Segment Open

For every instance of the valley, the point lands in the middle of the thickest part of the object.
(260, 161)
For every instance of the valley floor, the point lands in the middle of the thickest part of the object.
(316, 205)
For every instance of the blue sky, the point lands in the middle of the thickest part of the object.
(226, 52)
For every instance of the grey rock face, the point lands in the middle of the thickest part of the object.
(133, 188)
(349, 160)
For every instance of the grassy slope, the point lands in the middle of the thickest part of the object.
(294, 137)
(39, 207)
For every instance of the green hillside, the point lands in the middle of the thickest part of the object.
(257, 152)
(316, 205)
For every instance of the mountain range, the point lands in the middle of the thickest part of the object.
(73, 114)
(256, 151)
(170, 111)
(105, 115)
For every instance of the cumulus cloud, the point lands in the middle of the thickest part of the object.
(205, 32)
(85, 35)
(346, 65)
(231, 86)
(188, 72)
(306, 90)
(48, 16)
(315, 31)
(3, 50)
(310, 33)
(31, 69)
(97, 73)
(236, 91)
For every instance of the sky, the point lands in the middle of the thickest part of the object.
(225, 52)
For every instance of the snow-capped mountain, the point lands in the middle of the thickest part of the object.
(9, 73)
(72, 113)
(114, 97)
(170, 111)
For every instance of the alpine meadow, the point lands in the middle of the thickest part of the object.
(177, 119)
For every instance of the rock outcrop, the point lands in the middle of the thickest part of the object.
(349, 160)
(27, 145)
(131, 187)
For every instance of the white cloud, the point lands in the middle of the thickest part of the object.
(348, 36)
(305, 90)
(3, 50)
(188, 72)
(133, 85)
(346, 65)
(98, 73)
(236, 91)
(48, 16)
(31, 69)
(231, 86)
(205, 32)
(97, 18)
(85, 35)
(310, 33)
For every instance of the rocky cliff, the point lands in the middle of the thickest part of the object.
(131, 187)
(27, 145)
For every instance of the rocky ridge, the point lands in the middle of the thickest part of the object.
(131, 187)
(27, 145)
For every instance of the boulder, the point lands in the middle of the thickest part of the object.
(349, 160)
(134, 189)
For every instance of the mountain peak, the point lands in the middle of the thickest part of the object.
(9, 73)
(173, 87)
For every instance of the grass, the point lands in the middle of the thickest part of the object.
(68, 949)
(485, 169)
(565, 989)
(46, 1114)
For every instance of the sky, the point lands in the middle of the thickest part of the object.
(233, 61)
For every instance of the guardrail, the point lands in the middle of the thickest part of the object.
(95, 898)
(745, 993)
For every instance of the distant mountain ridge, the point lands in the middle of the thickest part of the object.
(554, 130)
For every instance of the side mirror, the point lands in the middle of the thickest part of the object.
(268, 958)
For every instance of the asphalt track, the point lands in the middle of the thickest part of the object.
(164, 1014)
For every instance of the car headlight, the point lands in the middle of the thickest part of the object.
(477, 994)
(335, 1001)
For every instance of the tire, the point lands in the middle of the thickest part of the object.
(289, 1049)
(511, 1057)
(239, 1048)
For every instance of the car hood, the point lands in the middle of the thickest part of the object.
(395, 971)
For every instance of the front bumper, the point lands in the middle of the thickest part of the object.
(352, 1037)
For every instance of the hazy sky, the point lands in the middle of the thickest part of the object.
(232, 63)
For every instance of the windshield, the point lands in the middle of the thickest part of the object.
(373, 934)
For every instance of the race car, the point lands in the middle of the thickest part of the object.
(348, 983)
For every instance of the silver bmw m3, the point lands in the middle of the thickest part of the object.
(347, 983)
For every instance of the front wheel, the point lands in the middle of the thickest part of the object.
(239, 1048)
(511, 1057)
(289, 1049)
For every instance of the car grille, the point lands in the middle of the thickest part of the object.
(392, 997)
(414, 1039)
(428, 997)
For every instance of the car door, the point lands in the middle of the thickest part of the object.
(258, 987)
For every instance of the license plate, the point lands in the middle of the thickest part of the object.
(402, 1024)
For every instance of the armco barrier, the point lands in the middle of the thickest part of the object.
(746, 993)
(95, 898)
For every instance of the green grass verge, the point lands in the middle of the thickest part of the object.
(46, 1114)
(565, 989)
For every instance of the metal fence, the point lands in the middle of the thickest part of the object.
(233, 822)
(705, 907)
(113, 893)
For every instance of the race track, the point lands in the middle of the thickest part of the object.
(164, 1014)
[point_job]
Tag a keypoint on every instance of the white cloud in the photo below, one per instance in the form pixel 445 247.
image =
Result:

Segment Closed

What you should do is return the records above exactly, leaving nothing out.

For every instance of the valley, the point lands in the middle of the thickest part of the object.
(260, 161)
For every instance of the valley floor, the point lands in the middle of the thickest part of the object.
(316, 205)
For every instance of the blue sky, the point lands in the middle of the thickest part of the object.
(226, 52)
For every instance of the grey rock face, the point lands in the middle of the thickest part of the object.
(133, 188)
(349, 160)
For every instance of the grassy slope, the point lands in the middle of the thickest part of the object.
(294, 137)
(39, 207)
For every instance of the green hillside, the point lands in the middle of the thickest part of the object.
(257, 152)
(316, 205)
For every instance of the mountain range, the point lands in the middle of the thickest part of the object.
(73, 114)
(256, 151)
(170, 111)
(105, 115)
For every instance of the cumulus cloud, the point lands in the middle of the thickest part of the object.
(205, 32)
(85, 35)
(346, 65)
(231, 86)
(188, 72)
(306, 90)
(48, 16)
(315, 31)
(3, 50)
(310, 33)
(31, 69)
(97, 73)
(236, 91)
For every instance of the sky, the point lands in the middle of the thickest part of the object.
(225, 52)
For every instance of the snow-capped mountain, the point lands in the middle of the thickest part of the object.
(9, 73)
(72, 113)
(114, 97)
(170, 111)
For every instance of the alpine meadow, the point lands in the middle of the thickest part of the object.
(177, 119)
For every instance of the rock outcrop, the point lands in the middle of the thickest part of the object.
(349, 160)
(27, 145)
(131, 187)
For every instance of the white cloud, the point lands in the middle of the thickest part of the object.
(348, 36)
(305, 90)
(3, 50)
(188, 72)
(133, 85)
(346, 65)
(98, 73)
(236, 91)
(48, 16)
(31, 69)
(231, 86)
(205, 32)
(97, 18)
(85, 35)
(310, 33)
For every instance of the rocky cliff, the point lands in the middle of the thickest part of the object.
(131, 187)
(27, 145)
For every instance of the rocky ridge, the point lands in the middle of the thickest part of the object.
(131, 187)
(27, 145)
For every instance of the boulder, the point lands in the middle of the thickest part of the object.
(349, 160)
(134, 189)
For every instance of the mountain peak, the point lands in the middle of the thickest part of the object.
(9, 73)
(173, 87)
For every instance of the grass, the point lands in the middle of the thickest part of the object.
(68, 949)
(485, 169)
(565, 989)
(46, 1114)
For every instance of the sky, the point lands in the middle of the thickest part of the object.
(233, 61)
For every instance of the guardrail, the point lands in the middle of the thickest part of the object.
(95, 898)
(745, 993)
For every instance of the distant mountain ridge, the point lands in the middle of the thickest part of the object.
(554, 130)
For every instance of the side mirror, the point lands in the middle of the thickest part of the object.
(268, 958)
For every instance of the asphalt track, the point lands in the middle of the thickest part of the object.
(164, 1014)
For every instance of the car headlight, the point lands in the middle of the thickest part of the object.
(477, 994)
(335, 1001)
For every instance of the tire, the point lands in the middle of the thickest part of the object.
(289, 1049)
(511, 1057)
(239, 1048)
For every instance of the car hood, the point lands in the middle of the thickest part of the object.
(395, 971)
For every instance of the front bumper, the point lands in the middle of the thickest part of the object.
(352, 1037)
For every instance of the hazy sky, the point lands in the middle of the thickest part of the object.
(232, 63)
For every instance of the windshield, the point lands in the middle of the thickest part of the object.
(373, 934)
For every instance of the race car, the point lands in the middle of the thickest part of the object.
(348, 983)
For every instance of the silver bmw m3, the point lands in the middle of the thickest part of the object.
(347, 983)
For every instance of the front wheel, the point lands in the middle of the thickest part of the object.
(239, 1048)
(511, 1057)
(289, 1049)
For every instance of the car grille, the point lands in the middle of the thickest part of the object.
(392, 997)
(414, 1039)
(428, 997)
For every instance of the car door, the point lands in the middle of the thickest part of the object.
(258, 987)
For every instance of the license plate, the point lands in the middle of the thickest part of the object.
(402, 1024)
For every instance of the armco barrier, the point lands in the middle of the thickest part of the object.
(746, 993)
(95, 898)
For every instance of the green grass verge, the point lands in the middle of the thickest part of the object.
(46, 1114)
(565, 989)
For every instance of the metal fence, the point lands in the middle of the thickest part of the object.
(233, 822)
(705, 907)
(113, 893)
For every instance of the race track, the point lands in the middle of the thickest part of the object.
(164, 1014)
[point_job]
Tag a keypoint on every instance of the white cloud in the photo below, one per instance in the form pixel 445 247.
image =
Result:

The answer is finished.